**Data provided**
>>>>

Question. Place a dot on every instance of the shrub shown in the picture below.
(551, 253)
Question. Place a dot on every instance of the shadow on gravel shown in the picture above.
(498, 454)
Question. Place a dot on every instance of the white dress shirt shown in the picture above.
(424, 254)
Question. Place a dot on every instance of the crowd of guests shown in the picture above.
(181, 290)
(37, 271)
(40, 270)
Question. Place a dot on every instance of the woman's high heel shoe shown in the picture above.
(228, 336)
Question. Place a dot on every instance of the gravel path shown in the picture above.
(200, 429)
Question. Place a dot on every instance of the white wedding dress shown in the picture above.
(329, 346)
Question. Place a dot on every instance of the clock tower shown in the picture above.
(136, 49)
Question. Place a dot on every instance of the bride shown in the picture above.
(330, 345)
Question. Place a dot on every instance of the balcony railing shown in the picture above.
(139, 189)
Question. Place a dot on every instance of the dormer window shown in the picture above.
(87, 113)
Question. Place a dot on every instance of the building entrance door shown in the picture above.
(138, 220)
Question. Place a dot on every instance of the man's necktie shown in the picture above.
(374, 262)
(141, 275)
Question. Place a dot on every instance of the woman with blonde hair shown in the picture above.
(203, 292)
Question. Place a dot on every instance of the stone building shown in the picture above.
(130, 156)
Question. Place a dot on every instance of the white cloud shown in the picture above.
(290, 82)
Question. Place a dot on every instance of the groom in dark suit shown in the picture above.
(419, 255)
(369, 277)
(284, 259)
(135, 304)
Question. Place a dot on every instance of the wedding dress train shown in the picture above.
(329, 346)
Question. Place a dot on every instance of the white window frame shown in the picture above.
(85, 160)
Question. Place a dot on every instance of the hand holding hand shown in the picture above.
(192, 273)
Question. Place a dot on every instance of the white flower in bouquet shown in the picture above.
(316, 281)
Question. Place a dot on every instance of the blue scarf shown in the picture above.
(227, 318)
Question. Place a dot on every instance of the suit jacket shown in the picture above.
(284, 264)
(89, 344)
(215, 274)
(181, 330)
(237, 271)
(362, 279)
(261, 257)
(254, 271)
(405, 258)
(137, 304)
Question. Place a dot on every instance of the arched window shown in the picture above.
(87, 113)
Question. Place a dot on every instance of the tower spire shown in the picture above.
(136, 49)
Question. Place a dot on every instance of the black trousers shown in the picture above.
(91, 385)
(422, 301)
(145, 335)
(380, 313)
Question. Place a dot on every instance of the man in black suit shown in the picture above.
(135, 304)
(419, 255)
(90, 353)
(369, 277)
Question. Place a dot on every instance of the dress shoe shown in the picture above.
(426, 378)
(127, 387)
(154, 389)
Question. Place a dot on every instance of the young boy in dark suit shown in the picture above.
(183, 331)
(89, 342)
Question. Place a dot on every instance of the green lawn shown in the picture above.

<<<<

Rewrite every one of the records above with "Place a dot" swapped for "Put a point", keeping everything else the same.

**Expected answer**
Question. Put a point on every instance of the shrub shown in the picture below.
(551, 253)
Question. Put a point on every instance of the shadow on gravel shown in the picture above.
(498, 454)
Question. Put a point on every instance of the white dress shirt shown in the picture above.
(424, 254)
Question. Put a point on every instance of the crowd of guests shown in the picture above.
(181, 290)
(37, 271)
(40, 270)
Question. Put a point on every instance of the woman's high heel shoe shown in the picture above.
(228, 336)
Question. Put a point on every instance of the gravel path shown in the picture above.
(200, 429)
Question. Put a point on every instance of the white wedding dress shown in the picture above.
(329, 346)
Question. Put a point on every instance of the clock tower shown in the picture above.
(136, 49)
Question. Put a point on every instance of the bride shown in the picture above.
(330, 345)
Question. Put a point on every instance of the balcony railing shown in the picture above.
(139, 189)
Question. Put a point on every instance of the dormer window shown in the picture above.
(87, 113)
Question. Put a point on every instance of the building entrance door shown in the picture above.
(138, 220)
Question. Put a point on every instance of the man's necktie shown in the picture above.
(374, 262)
(141, 275)
Question. Put a point on every instance of the woman with blonde hair shown in the picture above.
(203, 292)
Question. Put a point on every instance of the stone building shown in the picture above.
(130, 156)
Question. Put a point on every instance of the white cloud shown in the picture above.
(290, 82)
Question. Put a point on every instance of the groom in dark suit shown in the picture above.
(419, 255)
(369, 277)
(284, 259)
(135, 304)
Question. Put a point on every instance of the wedding dress train shown in the picture above.
(329, 346)
Question. Put a point on every instance of the white window frame shown in the picture above.
(85, 160)
Question. Put a point on every instance of the hand holding hand shown in the picture above.
(192, 273)
Question. Put a point on every instance of the white flower in bouquet shown in the picture above.
(316, 281)
Question. Put a point on every instance of the blue scarf shown in the picture above.
(227, 318)
Question. Put a point on every instance of the suit jacket shown in the picture above.
(284, 264)
(89, 344)
(215, 274)
(181, 330)
(237, 271)
(362, 279)
(261, 257)
(254, 271)
(405, 258)
(137, 304)
Question. Put a point on every instance of the arched window shown in the picture above.
(87, 113)
Question. Put a point on every instance of the tower spire shown in the picture above.
(136, 49)
Question. Put a point on every instance of the black trousers shown in the picture above.
(91, 385)
(422, 301)
(145, 335)
(380, 313)
Question. Put a point on every instance of the man in black suit shown in the picture above.
(135, 304)
(419, 255)
(90, 353)
(369, 277)
Question. Put a point on every instance of the dress shoe shown in the picture above.
(426, 378)
(127, 387)
(154, 389)
Question. Put a point on every instance of the young boy in dark suit shown in the picture above.
(183, 331)
(89, 342)
Question. Put a point on every instance of the green lawn shown in the picture above.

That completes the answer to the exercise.